Excerpts from a dataset

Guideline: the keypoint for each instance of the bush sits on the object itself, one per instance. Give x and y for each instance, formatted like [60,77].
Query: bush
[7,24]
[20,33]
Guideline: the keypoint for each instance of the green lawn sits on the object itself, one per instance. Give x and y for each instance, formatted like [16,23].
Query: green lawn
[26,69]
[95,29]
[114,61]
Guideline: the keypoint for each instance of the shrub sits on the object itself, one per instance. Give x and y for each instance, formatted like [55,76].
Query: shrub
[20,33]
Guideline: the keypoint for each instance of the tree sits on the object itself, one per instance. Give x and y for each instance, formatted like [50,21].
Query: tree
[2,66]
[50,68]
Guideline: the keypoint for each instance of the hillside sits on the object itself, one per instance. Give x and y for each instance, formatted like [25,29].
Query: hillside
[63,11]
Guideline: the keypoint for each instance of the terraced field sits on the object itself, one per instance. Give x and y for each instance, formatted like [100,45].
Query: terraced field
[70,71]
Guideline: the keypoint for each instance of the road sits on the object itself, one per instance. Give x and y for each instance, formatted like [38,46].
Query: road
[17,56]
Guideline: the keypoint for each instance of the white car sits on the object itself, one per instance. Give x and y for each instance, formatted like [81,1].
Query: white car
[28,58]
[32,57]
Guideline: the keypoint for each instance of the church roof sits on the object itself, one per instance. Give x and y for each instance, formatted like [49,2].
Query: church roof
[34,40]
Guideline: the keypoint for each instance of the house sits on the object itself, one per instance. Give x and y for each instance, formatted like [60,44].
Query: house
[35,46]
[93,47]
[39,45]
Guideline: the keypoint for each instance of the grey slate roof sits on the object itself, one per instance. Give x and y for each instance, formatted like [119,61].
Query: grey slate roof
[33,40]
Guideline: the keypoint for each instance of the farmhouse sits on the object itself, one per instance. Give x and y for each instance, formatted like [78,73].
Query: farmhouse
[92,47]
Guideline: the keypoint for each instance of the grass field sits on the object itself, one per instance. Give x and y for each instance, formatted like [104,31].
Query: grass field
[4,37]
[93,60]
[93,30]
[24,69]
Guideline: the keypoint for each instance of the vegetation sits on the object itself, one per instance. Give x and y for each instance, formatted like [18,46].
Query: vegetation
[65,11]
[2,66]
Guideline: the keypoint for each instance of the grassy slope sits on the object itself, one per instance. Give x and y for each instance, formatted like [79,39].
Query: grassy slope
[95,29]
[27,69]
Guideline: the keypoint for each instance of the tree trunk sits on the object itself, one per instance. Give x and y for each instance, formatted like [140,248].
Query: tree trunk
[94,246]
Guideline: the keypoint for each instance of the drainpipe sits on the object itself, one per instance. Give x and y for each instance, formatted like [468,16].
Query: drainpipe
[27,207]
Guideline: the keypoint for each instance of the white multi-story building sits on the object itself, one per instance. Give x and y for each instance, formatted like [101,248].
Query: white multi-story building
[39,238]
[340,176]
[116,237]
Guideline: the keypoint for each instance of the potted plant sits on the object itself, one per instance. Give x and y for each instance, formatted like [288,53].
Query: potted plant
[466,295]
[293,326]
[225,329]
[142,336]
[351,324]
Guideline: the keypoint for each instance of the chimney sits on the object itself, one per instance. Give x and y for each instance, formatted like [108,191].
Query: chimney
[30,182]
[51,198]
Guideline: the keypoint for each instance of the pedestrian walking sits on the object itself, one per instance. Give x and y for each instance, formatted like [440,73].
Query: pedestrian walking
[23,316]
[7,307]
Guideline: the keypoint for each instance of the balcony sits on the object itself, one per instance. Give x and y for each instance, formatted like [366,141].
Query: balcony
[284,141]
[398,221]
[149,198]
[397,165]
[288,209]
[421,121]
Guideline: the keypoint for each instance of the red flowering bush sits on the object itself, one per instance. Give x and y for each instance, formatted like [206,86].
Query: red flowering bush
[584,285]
==
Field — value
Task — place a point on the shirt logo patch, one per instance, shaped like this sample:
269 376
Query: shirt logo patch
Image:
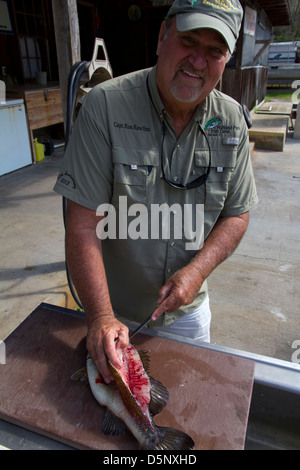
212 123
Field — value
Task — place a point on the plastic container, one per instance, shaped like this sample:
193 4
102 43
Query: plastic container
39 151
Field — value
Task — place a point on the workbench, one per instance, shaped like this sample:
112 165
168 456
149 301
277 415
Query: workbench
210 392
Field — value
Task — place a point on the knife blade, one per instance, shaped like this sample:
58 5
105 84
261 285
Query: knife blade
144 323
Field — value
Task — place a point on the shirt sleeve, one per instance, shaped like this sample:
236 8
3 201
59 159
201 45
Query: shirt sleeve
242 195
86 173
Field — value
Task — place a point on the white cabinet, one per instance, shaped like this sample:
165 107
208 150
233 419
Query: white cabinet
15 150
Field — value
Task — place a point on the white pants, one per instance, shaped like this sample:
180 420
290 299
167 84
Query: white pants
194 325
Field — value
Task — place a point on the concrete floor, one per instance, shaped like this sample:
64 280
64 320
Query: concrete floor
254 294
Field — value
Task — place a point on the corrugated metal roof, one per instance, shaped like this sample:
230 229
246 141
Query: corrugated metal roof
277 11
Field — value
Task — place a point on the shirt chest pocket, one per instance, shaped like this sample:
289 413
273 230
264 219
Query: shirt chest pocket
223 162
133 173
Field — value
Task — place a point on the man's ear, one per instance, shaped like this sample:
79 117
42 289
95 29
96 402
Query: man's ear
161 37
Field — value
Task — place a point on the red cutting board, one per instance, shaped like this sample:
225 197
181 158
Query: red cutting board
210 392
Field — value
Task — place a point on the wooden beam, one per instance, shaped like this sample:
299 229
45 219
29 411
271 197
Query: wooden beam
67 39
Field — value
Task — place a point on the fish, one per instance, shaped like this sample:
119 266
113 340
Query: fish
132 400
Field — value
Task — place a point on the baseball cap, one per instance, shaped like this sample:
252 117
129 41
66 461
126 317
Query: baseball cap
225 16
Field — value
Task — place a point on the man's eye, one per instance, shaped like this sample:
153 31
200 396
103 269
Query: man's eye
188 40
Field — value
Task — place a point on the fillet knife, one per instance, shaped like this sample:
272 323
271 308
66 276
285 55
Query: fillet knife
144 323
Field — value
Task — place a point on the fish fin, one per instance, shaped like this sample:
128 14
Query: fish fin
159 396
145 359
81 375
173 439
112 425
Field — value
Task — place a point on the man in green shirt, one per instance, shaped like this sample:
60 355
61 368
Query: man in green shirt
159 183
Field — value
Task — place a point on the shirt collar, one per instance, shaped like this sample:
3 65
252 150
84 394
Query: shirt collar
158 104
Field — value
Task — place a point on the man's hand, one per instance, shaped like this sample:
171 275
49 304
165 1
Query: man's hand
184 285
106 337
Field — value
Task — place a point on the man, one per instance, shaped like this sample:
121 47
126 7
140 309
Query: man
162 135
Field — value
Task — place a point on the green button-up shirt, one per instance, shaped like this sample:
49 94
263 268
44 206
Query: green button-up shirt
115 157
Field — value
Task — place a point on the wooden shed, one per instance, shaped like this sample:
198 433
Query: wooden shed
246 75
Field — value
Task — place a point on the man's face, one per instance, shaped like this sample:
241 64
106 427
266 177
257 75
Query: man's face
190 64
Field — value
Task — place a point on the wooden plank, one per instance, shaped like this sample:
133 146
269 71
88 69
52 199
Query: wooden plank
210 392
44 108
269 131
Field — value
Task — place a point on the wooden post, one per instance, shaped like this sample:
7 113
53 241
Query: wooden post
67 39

### WHAT YOU NEED TO DO
Check each line of the records above for the string "logo", and report every line that has it.

### FINISHED TASK
Task — place a point on the shirt logo patch, one per instance, shaped like this sample:
Query: shirt logo patch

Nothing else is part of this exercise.